Passage shown:

As the world gets more accessible and we travel for business, pleasure, eleemosynary or political reasons we are exposed to more than divergent cultural mores. Our global travel allows us to become hosts to viruses, parasites, bacteria and heretofore (at least in LA), unknown microbes that cause difficult to diagnose diseases.
As many of you know, I am a trustee of Save the Children. Next month, several active members and myself will travel to Ethiopia to visit some of our projects in that part of Africa…I’m very excited. Like other travelers to distant lands, I did my due diligence and went on the CDC website to check on the immunizations I would need and then proceeded to the office of an infectious disease specialist to acquire said immunizations and prophylactic medications. It turns out that I was up-to-date on my Yellow Fever, hepatitis A, and tetanus shots, so all I needed was another typhoid immunization. (I had received all the other shots when I went to India a few years ago.) Subsequent to the shot, the specialist wanted to discuss malaria prophylaxis. The easiest she said, was Malarone, a single pill which should be taken 2 days before arriving in an endemic area and 5 days after leaving. Pretty simple…only when I took Malarone during a trip to India, I developed terrible hives. “Oh,” she said, “you’re the only one I have ever heard of who had an allergic reaction” (Actually, I met a documentary film maker who frequently travels to Africa who has experienced this same reaction.) The other anti-malarial prophylactic medication that is effective for Ethiopian travel is doxycycline. Unfortunately this antibiotic needs to be continued 4 weeks after the trip; can cause severe photosensitivity as well as (at least for me) GI symptoms. So I though I might simply pass on these meds and use oodles of DDT on my skin and clothes.

Data excerpts:
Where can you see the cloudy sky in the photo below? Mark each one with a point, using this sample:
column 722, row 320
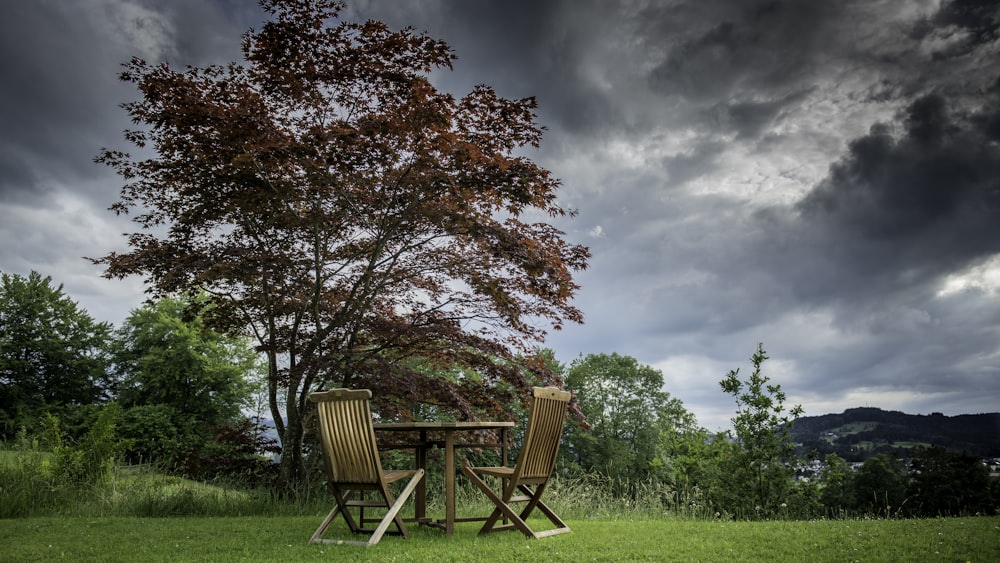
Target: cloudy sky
column 821, row 177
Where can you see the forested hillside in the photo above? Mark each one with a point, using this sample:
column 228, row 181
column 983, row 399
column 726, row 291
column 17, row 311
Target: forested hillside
column 857, row 434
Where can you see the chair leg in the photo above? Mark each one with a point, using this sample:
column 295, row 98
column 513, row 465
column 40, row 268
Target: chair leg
column 502, row 508
column 326, row 524
column 392, row 516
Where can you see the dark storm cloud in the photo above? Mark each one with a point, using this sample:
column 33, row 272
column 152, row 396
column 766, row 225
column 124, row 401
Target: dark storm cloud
column 812, row 175
column 59, row 102
column 925, row 203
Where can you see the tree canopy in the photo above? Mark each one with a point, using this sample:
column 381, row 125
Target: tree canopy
column 52, row 353
column 350, row 216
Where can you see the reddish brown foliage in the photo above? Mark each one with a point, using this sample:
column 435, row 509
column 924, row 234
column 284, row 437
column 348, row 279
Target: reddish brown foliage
column 361, row 224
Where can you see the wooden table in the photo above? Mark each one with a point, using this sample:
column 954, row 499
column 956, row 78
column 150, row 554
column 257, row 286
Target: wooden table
column 449, row 429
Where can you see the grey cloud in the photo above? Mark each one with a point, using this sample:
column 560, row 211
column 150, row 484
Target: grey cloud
column 932, row 194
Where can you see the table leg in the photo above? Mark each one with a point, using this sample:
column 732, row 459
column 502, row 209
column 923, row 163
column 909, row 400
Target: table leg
column 420, row 495
column 449, row 482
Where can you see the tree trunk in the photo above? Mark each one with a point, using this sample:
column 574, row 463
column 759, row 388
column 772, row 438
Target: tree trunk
column 292, row 469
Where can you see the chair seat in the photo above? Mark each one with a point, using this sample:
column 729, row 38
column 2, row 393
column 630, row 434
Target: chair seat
column 394, row 475
column 504, row 472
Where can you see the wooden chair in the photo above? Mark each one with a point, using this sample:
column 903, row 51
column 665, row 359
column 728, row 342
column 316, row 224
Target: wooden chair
column 353, row 466
column 534, row 467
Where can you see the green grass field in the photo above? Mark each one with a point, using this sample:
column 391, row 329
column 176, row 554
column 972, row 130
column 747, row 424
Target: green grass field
column 284, row 539
column 142, row 515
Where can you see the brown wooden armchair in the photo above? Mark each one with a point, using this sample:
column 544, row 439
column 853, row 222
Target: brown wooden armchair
column 353, row 466
column 534, row 467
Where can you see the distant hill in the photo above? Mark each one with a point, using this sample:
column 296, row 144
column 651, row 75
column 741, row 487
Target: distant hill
column 857, row 434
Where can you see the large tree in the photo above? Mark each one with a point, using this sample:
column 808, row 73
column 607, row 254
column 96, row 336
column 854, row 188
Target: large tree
column 53, row 355
column 348, row 214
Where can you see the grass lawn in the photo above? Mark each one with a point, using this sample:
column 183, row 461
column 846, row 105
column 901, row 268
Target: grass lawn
column 283, row 538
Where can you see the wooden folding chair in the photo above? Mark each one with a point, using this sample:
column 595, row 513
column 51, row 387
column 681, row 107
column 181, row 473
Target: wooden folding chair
column 353, row 466
column 534, row 467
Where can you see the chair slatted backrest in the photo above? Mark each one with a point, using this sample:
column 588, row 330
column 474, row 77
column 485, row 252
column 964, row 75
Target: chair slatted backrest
column 345, row 423
column 541, row 441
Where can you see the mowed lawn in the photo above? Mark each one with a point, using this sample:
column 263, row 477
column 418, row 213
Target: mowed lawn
column 284, row 539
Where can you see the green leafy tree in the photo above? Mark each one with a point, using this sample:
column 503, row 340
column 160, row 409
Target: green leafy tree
column 947, row 483
column 53, row 355
column 758, row 474
column 880, row 485
column 837, row 479
column 687, row 456
column 177, row 378
column 621, row 400
column 349, row 215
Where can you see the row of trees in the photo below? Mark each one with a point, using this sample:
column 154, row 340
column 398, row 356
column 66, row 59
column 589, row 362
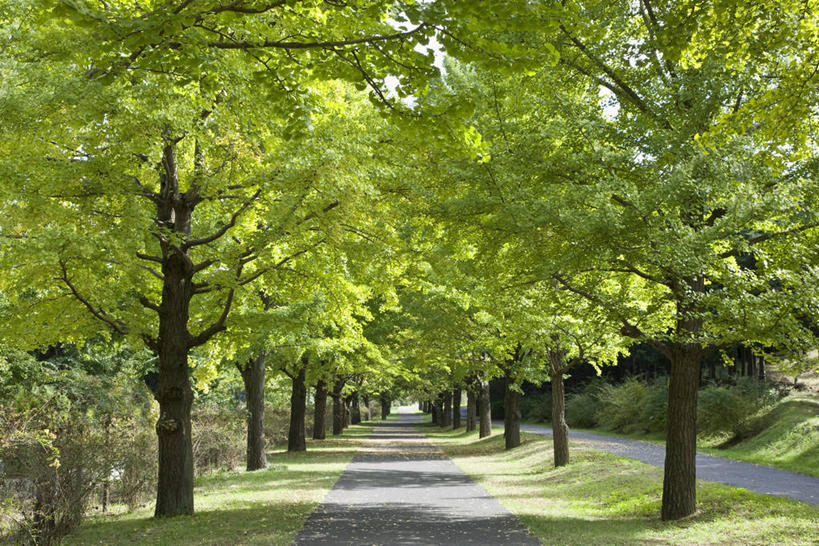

Activity:
In the passage on travel to Ethiopia, which immunization did the writer still need?

Response:
Another typhoid immunization.